• **Material shown**:
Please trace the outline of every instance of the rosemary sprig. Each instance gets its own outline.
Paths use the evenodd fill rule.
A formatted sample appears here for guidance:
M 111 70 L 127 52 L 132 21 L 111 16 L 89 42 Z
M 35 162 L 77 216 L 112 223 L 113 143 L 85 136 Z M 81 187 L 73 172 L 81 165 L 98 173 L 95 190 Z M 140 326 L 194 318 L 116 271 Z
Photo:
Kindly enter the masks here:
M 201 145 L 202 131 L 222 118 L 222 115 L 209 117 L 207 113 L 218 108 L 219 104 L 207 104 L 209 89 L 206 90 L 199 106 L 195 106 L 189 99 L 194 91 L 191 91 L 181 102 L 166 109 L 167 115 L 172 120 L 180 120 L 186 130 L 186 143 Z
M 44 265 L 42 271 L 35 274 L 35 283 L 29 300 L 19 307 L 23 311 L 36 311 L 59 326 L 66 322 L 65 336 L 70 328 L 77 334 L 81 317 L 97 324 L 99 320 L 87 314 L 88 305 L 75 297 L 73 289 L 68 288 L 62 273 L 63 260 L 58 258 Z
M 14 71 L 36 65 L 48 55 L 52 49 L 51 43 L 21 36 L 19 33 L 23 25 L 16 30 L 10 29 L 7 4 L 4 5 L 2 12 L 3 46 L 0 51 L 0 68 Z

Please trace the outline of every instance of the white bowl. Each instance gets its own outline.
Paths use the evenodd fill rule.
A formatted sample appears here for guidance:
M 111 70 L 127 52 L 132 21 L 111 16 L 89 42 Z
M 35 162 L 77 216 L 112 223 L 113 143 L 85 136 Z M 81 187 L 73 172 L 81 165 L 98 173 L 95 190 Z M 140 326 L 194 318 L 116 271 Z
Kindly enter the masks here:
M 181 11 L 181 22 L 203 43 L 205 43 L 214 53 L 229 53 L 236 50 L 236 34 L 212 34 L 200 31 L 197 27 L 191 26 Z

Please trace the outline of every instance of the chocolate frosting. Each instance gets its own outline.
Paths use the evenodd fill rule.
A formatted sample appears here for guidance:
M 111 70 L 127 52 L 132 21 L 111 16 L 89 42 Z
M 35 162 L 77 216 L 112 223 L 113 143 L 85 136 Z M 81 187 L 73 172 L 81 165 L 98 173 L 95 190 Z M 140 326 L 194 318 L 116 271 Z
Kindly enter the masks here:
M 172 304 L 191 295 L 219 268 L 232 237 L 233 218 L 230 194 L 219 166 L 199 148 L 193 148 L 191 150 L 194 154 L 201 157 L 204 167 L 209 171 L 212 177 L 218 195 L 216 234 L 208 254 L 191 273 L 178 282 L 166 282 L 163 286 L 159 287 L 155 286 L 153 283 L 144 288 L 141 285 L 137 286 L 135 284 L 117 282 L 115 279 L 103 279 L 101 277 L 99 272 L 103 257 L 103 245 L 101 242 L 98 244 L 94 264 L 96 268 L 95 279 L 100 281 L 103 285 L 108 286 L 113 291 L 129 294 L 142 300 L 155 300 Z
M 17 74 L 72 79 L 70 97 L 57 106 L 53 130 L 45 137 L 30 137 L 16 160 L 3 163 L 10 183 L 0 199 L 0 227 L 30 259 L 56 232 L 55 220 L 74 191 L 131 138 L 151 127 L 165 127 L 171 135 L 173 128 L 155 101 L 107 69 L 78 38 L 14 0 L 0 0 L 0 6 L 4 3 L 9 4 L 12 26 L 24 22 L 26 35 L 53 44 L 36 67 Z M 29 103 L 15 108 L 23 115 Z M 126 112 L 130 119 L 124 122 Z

• **Brief**: Could you state how many lines in the listing include the string "gets"? Only the number is wanted.

• **Written solution**: 3